- **Material supplied**
——

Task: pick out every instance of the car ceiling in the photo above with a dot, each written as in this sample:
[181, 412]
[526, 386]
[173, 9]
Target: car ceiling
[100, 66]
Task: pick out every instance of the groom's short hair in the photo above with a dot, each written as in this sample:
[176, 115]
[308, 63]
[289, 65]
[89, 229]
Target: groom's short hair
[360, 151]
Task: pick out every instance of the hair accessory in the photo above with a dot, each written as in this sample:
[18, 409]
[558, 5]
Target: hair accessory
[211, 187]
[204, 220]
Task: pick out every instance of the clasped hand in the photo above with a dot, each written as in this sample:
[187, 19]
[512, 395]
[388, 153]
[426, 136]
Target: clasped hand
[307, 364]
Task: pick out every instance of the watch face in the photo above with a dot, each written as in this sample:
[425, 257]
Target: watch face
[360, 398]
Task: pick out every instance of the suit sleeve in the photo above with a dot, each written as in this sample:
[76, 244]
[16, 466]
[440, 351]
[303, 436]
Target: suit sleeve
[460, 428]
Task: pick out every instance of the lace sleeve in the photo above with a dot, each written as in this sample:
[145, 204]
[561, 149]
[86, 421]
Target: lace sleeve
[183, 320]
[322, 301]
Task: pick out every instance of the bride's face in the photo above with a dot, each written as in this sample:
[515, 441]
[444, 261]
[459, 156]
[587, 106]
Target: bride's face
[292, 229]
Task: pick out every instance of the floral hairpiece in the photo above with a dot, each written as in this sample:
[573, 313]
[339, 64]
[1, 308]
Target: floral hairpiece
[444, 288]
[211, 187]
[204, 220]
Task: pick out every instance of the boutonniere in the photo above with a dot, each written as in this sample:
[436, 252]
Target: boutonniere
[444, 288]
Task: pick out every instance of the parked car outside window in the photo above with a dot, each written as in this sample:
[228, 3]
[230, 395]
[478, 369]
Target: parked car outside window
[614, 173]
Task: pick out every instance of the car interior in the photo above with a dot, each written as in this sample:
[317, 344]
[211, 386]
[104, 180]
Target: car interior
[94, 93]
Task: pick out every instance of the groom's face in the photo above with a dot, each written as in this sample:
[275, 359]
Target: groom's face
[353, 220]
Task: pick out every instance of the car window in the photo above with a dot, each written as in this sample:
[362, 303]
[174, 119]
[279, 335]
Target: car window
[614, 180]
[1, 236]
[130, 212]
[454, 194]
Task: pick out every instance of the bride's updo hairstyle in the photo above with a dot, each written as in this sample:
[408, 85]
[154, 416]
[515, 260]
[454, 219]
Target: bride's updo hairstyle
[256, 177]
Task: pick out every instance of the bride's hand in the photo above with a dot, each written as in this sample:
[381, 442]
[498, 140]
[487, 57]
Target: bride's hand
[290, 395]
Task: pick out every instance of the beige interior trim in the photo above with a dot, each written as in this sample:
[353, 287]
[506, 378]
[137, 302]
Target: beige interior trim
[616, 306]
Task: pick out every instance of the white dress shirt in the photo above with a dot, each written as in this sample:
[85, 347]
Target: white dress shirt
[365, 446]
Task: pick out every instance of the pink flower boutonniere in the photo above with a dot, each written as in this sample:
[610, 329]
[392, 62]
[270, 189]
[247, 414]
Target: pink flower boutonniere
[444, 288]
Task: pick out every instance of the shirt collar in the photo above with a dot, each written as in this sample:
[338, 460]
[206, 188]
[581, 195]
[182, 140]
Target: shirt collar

——

- **Work instruction**
Restate the full material word for word.

- **Answer space**
Task: pick out every instance of the car ceiling in the photo above with a dot, each written as in this sample:
[181, 412]
[526, 386]
[173, 9]
Target: car ceiling
[100, 66]
Task: pick out every instance of the groom's short hair in the photo above with a dot, each written as in this sample:
[176, 115]
[308, 63]
[289, 65]
[89, 229]
Target: groom's short hair
[360, 151]
Task: pick out every instance of the hair accessory in the photo above with a dot, each written as in this sample:
[18, 409]
[558, 5]
Target: hair accessory
[211, 187]
[204, 220]
Task: pick out every instance of the clasped hand in the photo above with a dot, each written as in this sample:
[187, 19]
[512, 395]
[388, 153]
[426, 136]
Target: clasped hand
[307, 364]
Task: pick out every instance of the watch face in the photo above with a dot, each written as in this sample:
[425, 257]
Target: watch face
[360, 398]
Task: pick out every instance of the suit sleeve in the photo above with a dot, each written as in this sample:
[76, 244]
[16, 466]
[440, 351]
[303, 436]
Target: suit sleeve
[460, 428]
Task: pick out every instance of the lace sleeve in the photo above with a dot, each written as in this sample:
[145, 204]
[561, 149]
[86, 421]
Target: lace sleeve
[183, 320]
[322, 301]
Task: pick out every instance of the bride's face in the photo above with a dot, each written as in this sample:
[515, 441]
[444, 261]
[459, 156]
[587, 106]
Target: bride's face
[292, 229]
Task: pick out every instance of the floral hairpiece in the photo above with a dot, each written as in this sample:
[573, 313]
[339, 64]
[1, 308]
Target: floral hairpiece
[444, 288]
[211, 187]
[204, 220]
Task: pick out every instance of the boutonniere in the photo above with a dot, each written as in this sample:
[436, 252]
Target: boutonniere
[444, 288]
Task: pick out every instance of the parked car outside window in the photo above with a dot, each written as in this sample:
[228, 3]
[230, 395]
[478, 369]
Target: parked car outside window
[614, 173]
Task: pick out every instance of the car interior in the photo above with a dot, each written as in this sample:
[317, 344]
[211, 386]
[104, 180]
Target: car interior
[94, 93]
Task: pick out every instance of the groom's face in the photo above with a dot, each written as in this sample:
[275, 359]
Target: groom's face
[353, 220]
Task: pick out every instance of the car window in the photo above with a dot, each written as in this sample:
[362, 303]
[174, 119]
[279, 335]
Target: car window
[614, 180]
[1, 236]
[130, 212]
[454, 194]
Task: pick out every instance of the bride's updo hairstyle in the photo above with a dot, each written as in this sample:
[408, 85]
[154, 416]
[515, 260]
[454, 219]
Target: bride's updo hairstyle
[256, 177]
Task: pick out every instance of the bride's hand in the photo above with a dot, each written as in this sample:
[381, 442]
[498, 140]
[487, 57]
Target: bride's hand
[290, 395]
Task: pick out every instance of the beige interior trim in the photo above with a dot, each written as in this sample:
[353, 287]
[506, 378]
[137, 302]
Target: beige interior trim
[616, 306]
Task: pick out every instance of the white dress shirt in the photo above with a dot, each written as in this sample:
[85, 347]
Target: white dress shirt
[365, 446]
Task: pick out every instance of the pink flower boutonniere in the photo above with a dot, each written as in this sample:
[610, 329]
[392, 62]
[270, 189]
[247, 414]
Target: pink flower boutonniere
[444, 288]
Task: pick out every instance of the shirt collar in the photo above with a dot, each written as in this sample:
[338, 460]
[206, 188]
[581, 195]
[182, 140]
Target: shirt collar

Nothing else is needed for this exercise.